EXERCISES
1 - According to the piece on interventional pain procedures, why are pain procedures used to help diagnose anatomical pain sources? Answer in one to three sentences.
2 - Reproduce the passage from the piece on interventional pain procedures starting with "Stephanie Davies" and going on through "conventional medical options.".
++++ TEXT BLOCK ++++
Peer Reviewed
Perspectives

The place of interventional pain procedures

Stephanie Davies
Abstract

Interventional pain procedures are used for diagnosis and localisation of pain, and are also used for therapeutic purposes. They can be an additional tool to manage pain symptoms and must be considered part of the range of strategies for pain management.

Key Points
  • If the patient has a dominant anatomical pain source, pain procedures can be part of the range of socio psychobiological strategies for pain management.
  • Pain medicine physicians are trained to incorporate active behavioural strategies with conventional medical options.
  • Pain medicine physicians decide whether pain procedures are suitable and which procedures to perform.
  • People with pain should be encouraged to undertake daily walking, simple movements, pacing activities, mindfulness meditation and threat-reduction activities before pain procedures.
  • Pain cannot be localised using current imaging techniques, so pain procedures are used to help diagnose anatomical pain sources.
  • Therapeutic pain procedures can provide three to12 months of pain reduction, which can provide a therapeutic window for the patient to progress with their active behavioural pain strategies.
  • If therapeutic procedures provide the patient with pain relief and the pain then recurs, a repeat procedure will usually provide similar relief if the pain sources are shown to be the same.

Interventional pain procedures are part of an integrated, broader pain management plan. The aim of these procedures is to treat people with chronic pain. They are performed in conjunction with specific rehabilitative interventions and pain education that is taught by doctors, physiotherapists, occupational therapists, chiropractors, exercise physiologists and pain psychologists. These practitioners teach active pain strategies and skills such as coaching for daily walking and activities (pacing), simple movements and stretches, muscle retraining, short-term goal setting, motor-guided imagery, mindfulness, meditation and relaxation. Yoga and Tai Chi are good group-based options for some of these skills and are readily available in the community.
++++ PROVIDED DATA ++++
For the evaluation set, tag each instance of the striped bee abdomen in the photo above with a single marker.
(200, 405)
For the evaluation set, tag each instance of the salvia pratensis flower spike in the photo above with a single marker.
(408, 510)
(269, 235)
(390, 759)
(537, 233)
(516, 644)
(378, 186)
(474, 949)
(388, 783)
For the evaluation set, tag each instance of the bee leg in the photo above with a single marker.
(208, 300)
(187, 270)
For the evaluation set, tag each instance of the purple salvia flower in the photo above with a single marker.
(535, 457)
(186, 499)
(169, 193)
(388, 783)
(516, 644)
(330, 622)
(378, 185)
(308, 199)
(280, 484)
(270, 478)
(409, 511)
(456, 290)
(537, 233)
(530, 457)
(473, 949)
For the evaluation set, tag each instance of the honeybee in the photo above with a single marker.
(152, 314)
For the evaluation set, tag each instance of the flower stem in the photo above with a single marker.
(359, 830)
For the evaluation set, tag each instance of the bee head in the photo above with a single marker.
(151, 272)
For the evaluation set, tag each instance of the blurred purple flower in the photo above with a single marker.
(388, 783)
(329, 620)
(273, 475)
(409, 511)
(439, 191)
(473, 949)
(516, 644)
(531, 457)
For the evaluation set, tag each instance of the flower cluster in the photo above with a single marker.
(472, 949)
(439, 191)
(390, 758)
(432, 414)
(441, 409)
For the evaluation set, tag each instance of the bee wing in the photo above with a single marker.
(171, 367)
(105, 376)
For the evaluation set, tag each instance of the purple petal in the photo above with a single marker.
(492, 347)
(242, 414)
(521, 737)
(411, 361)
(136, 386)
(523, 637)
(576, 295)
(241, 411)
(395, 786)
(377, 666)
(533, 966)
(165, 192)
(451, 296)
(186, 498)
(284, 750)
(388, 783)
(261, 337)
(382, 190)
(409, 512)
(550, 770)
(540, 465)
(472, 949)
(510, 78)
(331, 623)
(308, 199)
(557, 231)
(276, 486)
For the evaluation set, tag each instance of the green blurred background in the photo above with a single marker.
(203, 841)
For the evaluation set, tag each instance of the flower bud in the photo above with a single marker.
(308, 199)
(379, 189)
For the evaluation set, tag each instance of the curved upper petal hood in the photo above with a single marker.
++++
LIST OF SOLUTIONS
1 - Pain cannot be localised using current imaging techniques. Pain procedures are therefore used to help diagnose anatomical pain sources.

2 -
Stephanie Davies
Abstract

Interventional pain procedures are used for diagnosis and localisation of pain, and are also used for therapeutic purposes. They can be an additional tool to manage pain symptoms and must be considered part of the range of strategies for pain management.

Key Points
  • If the patient has a dominant anatomical pain source, pain procedures can be part of the range of socio psychobiological strategies for pain management.
  • Pain medicine physicians are trained to incorporate active behavioural strategies with conventional medical options.